[To be done] Copy out the following material line for line, without changing anything, and leave the pictures out of your copy.

[Data listing]
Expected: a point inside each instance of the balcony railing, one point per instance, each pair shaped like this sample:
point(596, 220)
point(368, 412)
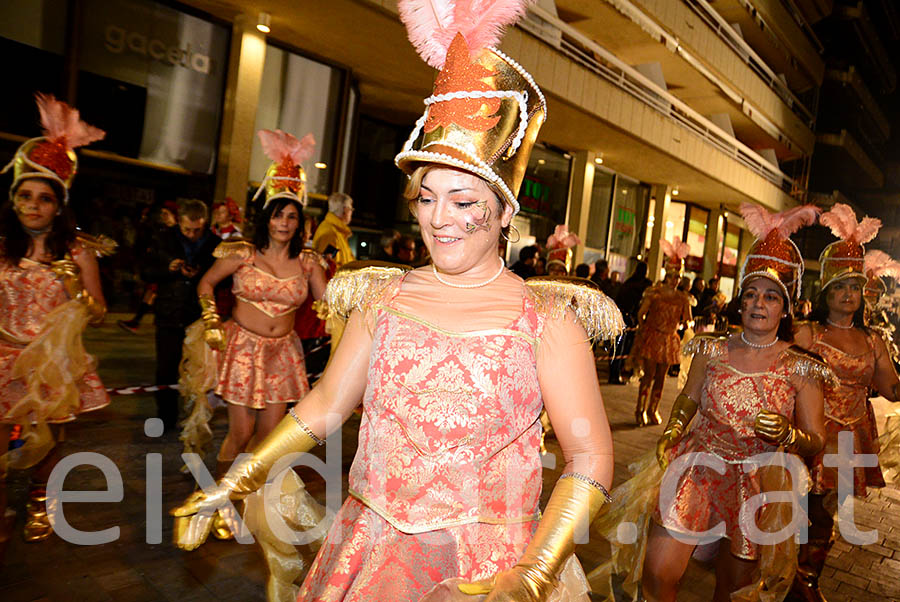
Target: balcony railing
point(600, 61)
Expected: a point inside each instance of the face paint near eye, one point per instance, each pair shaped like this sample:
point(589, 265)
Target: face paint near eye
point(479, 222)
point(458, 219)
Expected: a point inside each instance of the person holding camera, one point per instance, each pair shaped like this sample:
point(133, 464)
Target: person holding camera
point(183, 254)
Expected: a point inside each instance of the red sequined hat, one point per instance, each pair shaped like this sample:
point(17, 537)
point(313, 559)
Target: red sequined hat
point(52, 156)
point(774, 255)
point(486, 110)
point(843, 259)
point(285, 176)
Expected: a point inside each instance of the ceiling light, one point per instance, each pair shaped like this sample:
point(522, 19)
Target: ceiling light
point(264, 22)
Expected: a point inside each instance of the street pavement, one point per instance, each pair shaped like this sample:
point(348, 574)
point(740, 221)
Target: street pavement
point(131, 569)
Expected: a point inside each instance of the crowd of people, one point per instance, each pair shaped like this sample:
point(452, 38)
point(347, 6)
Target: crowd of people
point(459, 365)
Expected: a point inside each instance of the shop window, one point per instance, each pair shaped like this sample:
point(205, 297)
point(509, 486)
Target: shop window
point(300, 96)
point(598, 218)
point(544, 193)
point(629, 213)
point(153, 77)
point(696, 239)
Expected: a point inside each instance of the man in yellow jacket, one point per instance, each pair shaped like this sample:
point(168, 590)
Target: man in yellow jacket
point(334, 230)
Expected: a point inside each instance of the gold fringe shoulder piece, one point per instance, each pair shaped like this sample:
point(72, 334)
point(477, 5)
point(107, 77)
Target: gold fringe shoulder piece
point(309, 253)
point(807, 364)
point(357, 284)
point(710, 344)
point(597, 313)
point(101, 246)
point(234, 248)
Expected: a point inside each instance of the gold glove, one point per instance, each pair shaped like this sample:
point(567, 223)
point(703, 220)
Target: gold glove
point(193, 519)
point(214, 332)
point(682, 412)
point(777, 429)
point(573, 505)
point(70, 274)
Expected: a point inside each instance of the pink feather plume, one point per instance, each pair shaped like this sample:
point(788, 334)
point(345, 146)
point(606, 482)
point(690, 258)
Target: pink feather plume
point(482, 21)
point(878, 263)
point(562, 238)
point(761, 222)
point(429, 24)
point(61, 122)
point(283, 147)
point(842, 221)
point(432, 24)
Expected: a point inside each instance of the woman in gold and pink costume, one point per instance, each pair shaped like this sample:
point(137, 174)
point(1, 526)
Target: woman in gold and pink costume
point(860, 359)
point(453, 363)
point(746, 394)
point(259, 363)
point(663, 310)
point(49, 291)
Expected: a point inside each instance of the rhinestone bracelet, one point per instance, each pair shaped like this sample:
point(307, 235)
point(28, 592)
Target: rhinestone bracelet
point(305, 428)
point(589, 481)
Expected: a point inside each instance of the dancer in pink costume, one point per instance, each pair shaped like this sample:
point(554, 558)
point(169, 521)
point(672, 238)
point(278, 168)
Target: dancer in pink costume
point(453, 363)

[Problem solution]
Expected: a point inside each instance of the balcony railing, one point per instance, each pair shaped like this sample:
point(596, 220)
point(368, 412)
Target: balcony railing
point(600, 61)
Expected: a point inside each instance of the face paint near eye, one point per instance, each pair shaped like this sample:
point(589, 265)
Target: face paint near eye
point(479, 222)
point(458, 219)
Expected: a point inside each instance of the person holding camera, one point per instance, each pair shaped like this sample:
point(133, 464)
Target: person holding camera
point(183, 254)
Expected: a point inside each instance of the red sequined hat, one point per instance, each pair shaped like this sample:
point(17, 537)
point(313, 559)
Target: red sequined hat
point(52, 156)
point(774, 255)
point(486, 110)
point(843, 259)
point(285, 176)
Expected: a point inside each instance of the ceiling light, one point per instance, each pair shaped like this sample:
point(522, 19)
Target: ceiling light
point(264, 22)
Expected: a point inside each instance of the street pavement, one point per instance, each pair shaped like this sample:
point(348, 574)
point(740, 221)
Target: street pavement
point(131, 569)
Expected: a point inside each instance of the crowd of people, one point per instance, each pair shaped like this sample:
point(452, 38)
point(347, 6)
Target: crowd of people
point(459, 365)
Expected: a point inside each instance of the shop window, one point per instance, each pair shaped like this sample:
point(205, 297)
point(509, 486)
Target: shop window
point(300, 96)
point(598, 218)
point(544, 193)
point(629, 213)
point(153, 77)
point(696, 239)
Expected: a point inside each instance of the man in yellow jacket, one point per instance, each pair shaped like this sample:
point(168, 590)
Target: man in yellow jacket
point(334, 230)
Expected: a point inside each instance of the gold fringe shoulder piece, one point per instance, each pair shaped like this sample:
point(72, 334)
point(477, 5)
point(107, 77)
Target: gold fringe shoulder piece
point(309, 253)
point(807, 364)
point(357, 284)
point(710, 344)
point(597, 313)
point(101, 246)
point(234, 248)
Expected: a point inside each instance of the gold glove, one point per instance, each pair shaped like this sample:
point(567, 223)
point(703, 220)
Target: gold glove
point(193, 519)
point(214, 332)
point(682, 412)
point(777, 429)
point(573, 505)
point(70, 274)
Expected: a point inside each instance of the pink feather plume, one point per instance, each pair shaped like this sample:
point(788, 334)
point(345, 146)
point(606, 482)
point(690, 258)
Target: pink feather plume
point(482, 21)
point(878, 263)
point(562, 238)
point(761, 222)
point(429, 24)
point(61, 122)
point(283, 147)
point(842, 221)
point(432, 24)
Expected: a point inside each instance of the woman in gold and pink costume, one point per instance, each pair shaped like this sample:
point(137, 174)
point(1, 526)
Target: woman in gold and pink costume
point(860, 359)
point(453, 363)
point(746, 394)
point(259, 363)
point(663, 310)
point(49, 291)
Expected: a point inside each instance of the rhinestone bracelet, one point per instance, each pair shaped like this sample:
point(307, 235)
point(28, 592)
Target: rhinestone bracelet
point(305, 428)
point(589, 481)
Expected: a point inside each instance of the dancer in pink costume, one point per instance, each pair shaped like this sample:
point(554, 558)
point(169, 521)
point(672, 238)
point(278, 168)
Target: dancer in pink costume
point(453, 363)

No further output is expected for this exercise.